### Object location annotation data
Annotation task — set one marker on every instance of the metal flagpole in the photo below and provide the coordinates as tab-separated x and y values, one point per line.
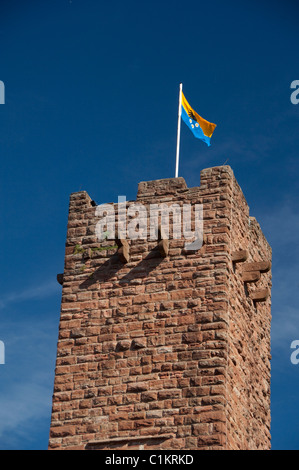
179	133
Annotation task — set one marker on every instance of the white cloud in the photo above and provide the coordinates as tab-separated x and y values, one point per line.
41	291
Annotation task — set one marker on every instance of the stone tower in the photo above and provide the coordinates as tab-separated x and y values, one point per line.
159	347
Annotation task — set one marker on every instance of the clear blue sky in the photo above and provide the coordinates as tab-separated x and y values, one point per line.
91	104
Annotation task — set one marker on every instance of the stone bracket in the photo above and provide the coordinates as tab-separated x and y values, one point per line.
262	266
163	243
123	250
259	295
251	276
239	256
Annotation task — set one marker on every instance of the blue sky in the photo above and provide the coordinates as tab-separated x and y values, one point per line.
91	92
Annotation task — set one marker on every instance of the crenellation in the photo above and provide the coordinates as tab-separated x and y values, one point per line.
159	347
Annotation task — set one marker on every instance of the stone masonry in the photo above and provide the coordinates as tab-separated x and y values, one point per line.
163	348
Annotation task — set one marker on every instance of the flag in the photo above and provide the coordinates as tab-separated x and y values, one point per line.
201	128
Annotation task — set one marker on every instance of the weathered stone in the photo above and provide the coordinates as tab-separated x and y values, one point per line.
157	352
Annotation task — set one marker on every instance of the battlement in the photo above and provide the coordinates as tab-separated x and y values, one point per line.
160	347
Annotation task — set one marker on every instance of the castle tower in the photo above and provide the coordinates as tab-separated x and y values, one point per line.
161	347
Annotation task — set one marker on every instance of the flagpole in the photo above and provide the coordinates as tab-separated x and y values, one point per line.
179	133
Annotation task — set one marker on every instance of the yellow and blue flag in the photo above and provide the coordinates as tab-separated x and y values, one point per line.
201	128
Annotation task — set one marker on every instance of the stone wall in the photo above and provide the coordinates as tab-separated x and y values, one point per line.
165	351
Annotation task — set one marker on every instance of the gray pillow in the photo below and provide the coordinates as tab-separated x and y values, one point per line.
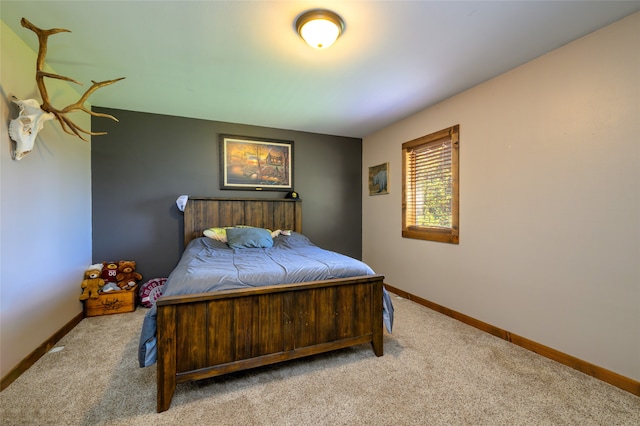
249	238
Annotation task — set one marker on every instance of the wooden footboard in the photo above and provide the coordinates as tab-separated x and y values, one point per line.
210	334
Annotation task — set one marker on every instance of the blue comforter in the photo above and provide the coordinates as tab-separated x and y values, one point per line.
209	265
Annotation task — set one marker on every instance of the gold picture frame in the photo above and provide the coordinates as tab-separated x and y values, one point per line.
255	164
379	179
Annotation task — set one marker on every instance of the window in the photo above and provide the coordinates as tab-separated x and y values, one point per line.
430	187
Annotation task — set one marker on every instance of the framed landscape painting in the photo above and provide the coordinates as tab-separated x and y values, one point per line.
255	164
378	179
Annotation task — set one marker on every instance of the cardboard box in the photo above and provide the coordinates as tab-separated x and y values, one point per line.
113	302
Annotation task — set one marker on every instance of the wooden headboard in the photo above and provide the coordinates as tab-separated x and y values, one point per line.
202	213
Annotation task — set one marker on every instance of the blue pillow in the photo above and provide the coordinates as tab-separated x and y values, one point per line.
249	237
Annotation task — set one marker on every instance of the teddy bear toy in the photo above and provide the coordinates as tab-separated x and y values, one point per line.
92	283
127	276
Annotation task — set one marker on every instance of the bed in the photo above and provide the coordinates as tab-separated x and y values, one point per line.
210	333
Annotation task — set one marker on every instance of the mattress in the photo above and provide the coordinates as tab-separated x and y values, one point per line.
209	265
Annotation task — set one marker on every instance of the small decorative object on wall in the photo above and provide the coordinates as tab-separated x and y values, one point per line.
378	179
255	164
24	129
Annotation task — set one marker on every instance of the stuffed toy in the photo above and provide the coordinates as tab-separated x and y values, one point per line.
92	282
109	272
127	276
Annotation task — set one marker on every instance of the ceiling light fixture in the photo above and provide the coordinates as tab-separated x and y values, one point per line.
319	28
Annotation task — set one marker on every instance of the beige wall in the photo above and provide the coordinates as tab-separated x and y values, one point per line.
45	215
549	202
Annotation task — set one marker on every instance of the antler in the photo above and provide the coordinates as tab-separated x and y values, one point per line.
67	125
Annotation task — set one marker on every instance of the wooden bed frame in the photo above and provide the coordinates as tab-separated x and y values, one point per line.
209	334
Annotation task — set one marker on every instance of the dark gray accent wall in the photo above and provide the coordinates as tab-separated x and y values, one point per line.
146	161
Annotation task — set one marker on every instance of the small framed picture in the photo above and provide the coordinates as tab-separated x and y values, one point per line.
255	164
378	183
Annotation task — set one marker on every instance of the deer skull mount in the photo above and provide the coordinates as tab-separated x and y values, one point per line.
24	129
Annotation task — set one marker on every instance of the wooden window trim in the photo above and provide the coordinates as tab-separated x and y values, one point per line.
446	235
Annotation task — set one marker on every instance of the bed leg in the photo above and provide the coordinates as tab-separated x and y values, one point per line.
377	339
166	357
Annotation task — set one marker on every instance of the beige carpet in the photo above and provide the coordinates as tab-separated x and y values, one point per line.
435	371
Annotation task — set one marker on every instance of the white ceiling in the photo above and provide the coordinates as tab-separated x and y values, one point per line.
242	61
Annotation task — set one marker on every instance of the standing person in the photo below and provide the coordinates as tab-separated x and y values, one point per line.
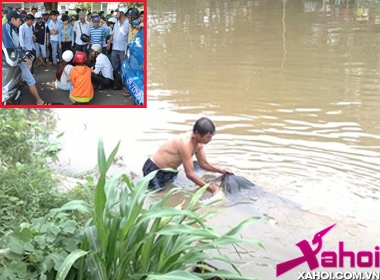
101	15
119	39
26	35
63	71
89	19
6	10
10	40
81	27
132	15
180	150
54	27
97	36
102	75
46	19
111	23
82	90
33	11
41	32
66	35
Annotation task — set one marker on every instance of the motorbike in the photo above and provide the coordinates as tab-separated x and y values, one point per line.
12	83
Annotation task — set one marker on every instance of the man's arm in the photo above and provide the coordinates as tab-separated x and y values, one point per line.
187	162
203	163
189	166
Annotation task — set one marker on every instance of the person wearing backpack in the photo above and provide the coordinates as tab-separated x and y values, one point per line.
63	71
82	90
102	75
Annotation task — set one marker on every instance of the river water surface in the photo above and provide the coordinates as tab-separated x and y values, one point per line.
293	88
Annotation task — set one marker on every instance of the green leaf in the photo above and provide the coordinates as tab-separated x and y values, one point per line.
101	157
174	275
68	263
79	205
16	245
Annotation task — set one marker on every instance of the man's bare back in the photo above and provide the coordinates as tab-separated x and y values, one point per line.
169	154
180	150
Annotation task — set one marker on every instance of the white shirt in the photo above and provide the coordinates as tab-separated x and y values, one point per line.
85	29
56	26
63	83
103	65
120	35
26	37
106	28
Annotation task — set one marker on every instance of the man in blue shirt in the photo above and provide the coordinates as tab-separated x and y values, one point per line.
11	40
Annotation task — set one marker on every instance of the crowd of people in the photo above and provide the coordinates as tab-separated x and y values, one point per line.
85	49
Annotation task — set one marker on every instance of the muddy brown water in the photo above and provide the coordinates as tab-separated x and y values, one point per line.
293	87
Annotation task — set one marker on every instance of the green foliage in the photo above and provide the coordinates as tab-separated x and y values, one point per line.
26	183
37	250
127	238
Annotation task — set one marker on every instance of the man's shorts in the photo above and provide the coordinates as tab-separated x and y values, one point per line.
162	177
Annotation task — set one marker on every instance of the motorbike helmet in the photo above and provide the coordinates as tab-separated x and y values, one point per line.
133	13
8	9
80	57
67	56
10	56
136	22
122	10
97	48
112	20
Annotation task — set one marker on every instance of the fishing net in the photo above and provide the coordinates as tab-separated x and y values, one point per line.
232	184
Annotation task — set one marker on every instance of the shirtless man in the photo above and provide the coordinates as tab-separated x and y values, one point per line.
180	150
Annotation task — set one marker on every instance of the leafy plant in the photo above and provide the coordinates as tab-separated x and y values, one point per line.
26	183
128	238
37	250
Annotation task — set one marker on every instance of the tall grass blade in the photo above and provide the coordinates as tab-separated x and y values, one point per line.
68	263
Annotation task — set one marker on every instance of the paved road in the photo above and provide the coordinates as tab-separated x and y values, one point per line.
46	88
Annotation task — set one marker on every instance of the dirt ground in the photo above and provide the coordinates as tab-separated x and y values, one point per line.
45	81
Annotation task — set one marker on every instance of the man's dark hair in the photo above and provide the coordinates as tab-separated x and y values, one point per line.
29	17
204	126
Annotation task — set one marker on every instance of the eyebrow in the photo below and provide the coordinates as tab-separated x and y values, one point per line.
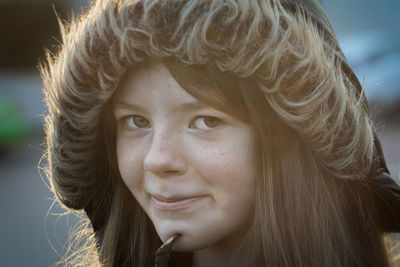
186	106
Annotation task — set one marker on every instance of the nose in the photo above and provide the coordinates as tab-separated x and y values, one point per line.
164	156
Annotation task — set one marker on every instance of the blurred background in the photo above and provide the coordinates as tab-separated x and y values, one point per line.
32	234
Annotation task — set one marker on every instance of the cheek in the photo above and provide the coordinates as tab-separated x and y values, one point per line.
228	167
130	158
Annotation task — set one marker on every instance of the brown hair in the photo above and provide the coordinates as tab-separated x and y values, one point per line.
274	63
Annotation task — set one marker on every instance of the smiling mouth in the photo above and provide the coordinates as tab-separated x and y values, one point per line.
174	203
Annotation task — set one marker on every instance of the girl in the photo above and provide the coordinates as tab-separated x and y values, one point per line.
234	129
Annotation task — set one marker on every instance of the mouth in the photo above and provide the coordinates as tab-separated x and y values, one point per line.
173	203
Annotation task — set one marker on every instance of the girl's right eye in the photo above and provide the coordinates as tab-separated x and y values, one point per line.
136	122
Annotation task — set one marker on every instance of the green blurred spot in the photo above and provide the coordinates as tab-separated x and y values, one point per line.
12	123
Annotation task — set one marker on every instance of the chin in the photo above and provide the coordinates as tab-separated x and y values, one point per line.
186	242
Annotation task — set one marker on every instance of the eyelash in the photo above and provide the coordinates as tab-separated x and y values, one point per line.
125	121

### Description of the task
From the line containing "of the girl's" down to the last line, reproduce the records exactly. Include both ends.

### Solution below
Annotation task — set one marker on every instance of the girl's right eye in the photo above and provide the coordinates as tab-separated x and y values, one point per line.
136	122
Annotation task — set one marker on every instance of the green blurred spot in the photo above and provide the coordinates as tab-separated x and y values, one point per line.
12	123
Annotation task — set one marker on every instance of the chin in the photo above and provide the coordinates as tab-separated x and y values, one point per line.
186	242
Annotation task — set one marker on every instance of the eyelash in the photo above and provide the coordinates as tab-separated x and y values, one point per line.
125	121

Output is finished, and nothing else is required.